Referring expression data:
◇ ◇ ◇
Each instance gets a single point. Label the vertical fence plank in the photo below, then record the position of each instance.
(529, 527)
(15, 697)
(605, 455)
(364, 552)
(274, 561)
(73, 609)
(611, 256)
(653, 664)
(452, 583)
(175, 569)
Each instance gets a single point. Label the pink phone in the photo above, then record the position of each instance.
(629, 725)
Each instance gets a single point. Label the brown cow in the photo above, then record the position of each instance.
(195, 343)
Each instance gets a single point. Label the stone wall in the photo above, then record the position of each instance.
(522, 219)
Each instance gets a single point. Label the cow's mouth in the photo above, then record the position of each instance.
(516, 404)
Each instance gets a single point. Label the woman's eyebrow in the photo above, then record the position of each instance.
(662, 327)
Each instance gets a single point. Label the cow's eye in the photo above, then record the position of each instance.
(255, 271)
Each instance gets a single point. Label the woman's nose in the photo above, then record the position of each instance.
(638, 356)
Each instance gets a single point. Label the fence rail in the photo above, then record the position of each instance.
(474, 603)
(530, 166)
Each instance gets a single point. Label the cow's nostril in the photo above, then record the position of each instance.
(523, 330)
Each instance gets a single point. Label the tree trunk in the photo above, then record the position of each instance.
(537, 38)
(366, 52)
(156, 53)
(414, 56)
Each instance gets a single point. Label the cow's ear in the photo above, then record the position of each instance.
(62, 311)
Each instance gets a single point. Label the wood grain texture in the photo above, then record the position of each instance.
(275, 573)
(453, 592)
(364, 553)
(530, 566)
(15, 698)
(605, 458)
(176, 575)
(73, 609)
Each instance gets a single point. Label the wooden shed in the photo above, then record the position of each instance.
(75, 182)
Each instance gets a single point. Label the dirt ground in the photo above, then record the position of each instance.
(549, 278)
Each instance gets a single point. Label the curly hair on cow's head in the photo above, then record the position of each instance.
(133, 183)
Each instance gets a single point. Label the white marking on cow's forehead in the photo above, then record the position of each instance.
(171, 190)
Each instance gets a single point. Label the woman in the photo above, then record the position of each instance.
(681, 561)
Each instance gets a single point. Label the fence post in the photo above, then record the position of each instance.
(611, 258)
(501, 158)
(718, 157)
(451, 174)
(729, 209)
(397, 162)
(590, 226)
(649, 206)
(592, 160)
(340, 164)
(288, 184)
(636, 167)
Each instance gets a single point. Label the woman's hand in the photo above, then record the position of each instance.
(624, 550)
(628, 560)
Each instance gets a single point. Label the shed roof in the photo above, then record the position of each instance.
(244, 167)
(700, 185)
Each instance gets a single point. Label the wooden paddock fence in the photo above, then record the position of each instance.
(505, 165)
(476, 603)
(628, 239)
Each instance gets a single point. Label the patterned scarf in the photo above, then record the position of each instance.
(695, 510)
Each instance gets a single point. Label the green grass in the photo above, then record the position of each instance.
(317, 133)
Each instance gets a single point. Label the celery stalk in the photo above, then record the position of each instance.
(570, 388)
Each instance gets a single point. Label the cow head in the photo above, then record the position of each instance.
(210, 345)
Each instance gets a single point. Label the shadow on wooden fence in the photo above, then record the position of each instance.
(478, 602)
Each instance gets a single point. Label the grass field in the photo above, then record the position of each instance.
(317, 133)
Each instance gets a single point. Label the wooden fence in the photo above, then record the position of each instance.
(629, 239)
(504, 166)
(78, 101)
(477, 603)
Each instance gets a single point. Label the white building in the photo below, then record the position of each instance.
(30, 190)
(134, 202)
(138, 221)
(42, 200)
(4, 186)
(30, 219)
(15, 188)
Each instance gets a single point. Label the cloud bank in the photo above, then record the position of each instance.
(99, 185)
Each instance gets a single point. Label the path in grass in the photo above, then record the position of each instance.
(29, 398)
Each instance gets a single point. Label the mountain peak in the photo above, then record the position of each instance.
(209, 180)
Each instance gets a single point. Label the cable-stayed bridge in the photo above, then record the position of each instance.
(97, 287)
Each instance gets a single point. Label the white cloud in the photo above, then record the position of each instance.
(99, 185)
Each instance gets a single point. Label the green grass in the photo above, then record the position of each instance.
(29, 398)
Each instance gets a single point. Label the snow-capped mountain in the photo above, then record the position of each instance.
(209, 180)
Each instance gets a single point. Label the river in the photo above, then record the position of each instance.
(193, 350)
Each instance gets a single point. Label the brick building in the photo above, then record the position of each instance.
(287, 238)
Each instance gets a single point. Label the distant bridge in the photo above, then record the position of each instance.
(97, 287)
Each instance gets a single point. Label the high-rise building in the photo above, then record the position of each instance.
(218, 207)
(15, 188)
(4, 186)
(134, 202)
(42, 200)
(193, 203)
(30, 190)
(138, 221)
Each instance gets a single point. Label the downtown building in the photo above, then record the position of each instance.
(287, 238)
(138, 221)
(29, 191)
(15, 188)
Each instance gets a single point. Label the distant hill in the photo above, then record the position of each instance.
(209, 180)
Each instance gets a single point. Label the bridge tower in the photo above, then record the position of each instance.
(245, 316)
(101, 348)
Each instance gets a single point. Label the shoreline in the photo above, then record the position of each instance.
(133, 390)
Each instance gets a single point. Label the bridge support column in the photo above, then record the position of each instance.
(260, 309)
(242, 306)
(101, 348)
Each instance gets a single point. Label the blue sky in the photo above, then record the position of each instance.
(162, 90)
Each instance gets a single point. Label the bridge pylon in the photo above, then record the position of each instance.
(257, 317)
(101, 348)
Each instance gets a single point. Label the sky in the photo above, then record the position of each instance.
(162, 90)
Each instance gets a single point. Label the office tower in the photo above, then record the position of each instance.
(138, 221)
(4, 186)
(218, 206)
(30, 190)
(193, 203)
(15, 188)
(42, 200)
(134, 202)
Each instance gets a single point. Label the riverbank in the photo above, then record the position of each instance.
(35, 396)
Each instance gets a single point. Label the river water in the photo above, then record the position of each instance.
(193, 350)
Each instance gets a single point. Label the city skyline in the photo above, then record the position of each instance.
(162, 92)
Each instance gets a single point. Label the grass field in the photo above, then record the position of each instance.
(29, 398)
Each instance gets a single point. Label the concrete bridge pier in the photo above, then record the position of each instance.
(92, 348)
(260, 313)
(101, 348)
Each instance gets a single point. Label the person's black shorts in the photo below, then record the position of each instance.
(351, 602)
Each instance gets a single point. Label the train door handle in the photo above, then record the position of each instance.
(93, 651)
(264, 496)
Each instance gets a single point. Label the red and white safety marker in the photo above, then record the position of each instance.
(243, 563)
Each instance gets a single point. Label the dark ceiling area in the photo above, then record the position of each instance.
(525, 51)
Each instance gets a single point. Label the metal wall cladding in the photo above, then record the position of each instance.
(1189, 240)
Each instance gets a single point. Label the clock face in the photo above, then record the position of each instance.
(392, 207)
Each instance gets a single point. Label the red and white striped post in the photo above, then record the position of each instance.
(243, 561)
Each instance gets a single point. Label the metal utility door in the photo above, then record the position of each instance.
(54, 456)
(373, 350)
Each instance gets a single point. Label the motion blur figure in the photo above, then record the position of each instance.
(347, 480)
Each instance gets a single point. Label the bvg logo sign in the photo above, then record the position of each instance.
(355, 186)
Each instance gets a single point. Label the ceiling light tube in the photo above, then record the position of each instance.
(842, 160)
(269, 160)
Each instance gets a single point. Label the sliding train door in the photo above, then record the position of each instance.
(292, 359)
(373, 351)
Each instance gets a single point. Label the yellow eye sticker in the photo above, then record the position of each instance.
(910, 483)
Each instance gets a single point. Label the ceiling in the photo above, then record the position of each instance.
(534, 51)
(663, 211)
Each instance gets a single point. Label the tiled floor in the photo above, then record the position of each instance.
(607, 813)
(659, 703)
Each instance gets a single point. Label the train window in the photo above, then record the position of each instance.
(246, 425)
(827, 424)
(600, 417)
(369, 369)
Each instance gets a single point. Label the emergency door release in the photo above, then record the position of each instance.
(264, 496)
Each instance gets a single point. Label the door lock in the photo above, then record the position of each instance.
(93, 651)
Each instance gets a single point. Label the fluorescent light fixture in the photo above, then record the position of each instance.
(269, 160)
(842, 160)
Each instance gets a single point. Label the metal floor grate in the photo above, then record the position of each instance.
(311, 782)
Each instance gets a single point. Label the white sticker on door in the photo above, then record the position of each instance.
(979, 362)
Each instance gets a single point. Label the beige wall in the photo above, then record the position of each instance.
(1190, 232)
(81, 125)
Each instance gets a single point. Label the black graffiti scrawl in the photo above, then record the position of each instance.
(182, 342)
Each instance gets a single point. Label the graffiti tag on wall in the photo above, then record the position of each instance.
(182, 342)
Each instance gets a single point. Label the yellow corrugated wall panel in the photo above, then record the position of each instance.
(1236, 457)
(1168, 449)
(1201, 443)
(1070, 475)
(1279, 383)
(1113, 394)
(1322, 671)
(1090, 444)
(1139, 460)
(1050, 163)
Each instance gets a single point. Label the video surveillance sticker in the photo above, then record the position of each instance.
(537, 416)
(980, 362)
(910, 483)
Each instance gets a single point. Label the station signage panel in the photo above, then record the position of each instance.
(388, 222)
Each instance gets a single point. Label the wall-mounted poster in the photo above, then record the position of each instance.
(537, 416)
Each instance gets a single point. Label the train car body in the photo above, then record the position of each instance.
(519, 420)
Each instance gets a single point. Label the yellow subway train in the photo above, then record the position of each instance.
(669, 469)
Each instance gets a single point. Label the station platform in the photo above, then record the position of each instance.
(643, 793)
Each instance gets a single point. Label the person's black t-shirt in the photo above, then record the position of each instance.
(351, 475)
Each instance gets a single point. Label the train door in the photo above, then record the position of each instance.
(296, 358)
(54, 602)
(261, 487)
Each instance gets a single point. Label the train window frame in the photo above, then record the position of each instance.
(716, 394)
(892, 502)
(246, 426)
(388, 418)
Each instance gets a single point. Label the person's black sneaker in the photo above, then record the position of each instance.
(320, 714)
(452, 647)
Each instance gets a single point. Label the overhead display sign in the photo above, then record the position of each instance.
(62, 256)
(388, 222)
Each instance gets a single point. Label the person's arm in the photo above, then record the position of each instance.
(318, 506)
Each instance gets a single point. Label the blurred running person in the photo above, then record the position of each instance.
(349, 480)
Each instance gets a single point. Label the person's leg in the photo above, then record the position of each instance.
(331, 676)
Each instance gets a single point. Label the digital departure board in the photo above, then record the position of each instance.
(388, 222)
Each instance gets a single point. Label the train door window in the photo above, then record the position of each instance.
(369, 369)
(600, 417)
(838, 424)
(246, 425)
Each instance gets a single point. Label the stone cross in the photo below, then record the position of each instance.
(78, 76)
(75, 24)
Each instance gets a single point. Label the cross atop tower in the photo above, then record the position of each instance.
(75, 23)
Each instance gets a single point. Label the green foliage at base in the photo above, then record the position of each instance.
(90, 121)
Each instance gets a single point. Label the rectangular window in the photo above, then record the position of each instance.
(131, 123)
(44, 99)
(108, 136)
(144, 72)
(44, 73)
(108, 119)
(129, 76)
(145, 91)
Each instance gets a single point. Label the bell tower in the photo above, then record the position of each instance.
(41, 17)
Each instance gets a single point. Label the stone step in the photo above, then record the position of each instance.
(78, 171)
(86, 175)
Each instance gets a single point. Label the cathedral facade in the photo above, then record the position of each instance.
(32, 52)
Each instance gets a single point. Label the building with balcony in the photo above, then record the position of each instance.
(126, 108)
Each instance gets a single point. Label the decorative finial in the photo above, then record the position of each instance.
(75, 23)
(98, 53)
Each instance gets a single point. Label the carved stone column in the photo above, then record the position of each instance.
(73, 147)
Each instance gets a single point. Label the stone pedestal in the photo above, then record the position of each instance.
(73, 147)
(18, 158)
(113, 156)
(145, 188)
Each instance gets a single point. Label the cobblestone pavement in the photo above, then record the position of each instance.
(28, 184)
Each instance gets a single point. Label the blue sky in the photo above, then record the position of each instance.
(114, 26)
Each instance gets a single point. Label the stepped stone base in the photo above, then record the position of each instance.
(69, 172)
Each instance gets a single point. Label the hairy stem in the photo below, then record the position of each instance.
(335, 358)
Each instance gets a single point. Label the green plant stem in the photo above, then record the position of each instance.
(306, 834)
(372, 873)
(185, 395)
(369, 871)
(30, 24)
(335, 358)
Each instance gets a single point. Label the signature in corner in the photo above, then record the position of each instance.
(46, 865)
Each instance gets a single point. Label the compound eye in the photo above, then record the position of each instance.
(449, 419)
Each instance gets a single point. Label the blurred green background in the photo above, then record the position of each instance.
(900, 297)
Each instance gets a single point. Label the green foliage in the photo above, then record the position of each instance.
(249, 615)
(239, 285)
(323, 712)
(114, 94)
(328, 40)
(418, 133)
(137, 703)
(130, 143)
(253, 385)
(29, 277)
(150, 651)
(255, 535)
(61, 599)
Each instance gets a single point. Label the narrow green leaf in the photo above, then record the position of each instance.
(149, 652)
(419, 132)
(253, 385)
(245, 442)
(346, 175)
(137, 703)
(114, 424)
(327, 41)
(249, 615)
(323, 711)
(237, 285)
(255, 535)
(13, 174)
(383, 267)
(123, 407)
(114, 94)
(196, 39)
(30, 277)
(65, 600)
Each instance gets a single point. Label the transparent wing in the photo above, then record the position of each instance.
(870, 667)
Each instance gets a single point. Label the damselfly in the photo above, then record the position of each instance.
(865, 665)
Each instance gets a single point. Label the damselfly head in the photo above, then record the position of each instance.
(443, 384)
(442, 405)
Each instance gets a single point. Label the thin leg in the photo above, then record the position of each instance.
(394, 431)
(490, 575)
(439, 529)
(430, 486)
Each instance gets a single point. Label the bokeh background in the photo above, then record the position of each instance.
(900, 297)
◇ ◇ ◇
### WHAT TO PRODUCE
Exactly the lines from the one holding "Each instance gets a single point. Label the bokeh" through the end of the records above are to be returned, and nothing else.

### FINISHED EXERCISE
Each instance gets a single point. Label the bokeh background in the photo above, then record the position of each instance.
(900, 297)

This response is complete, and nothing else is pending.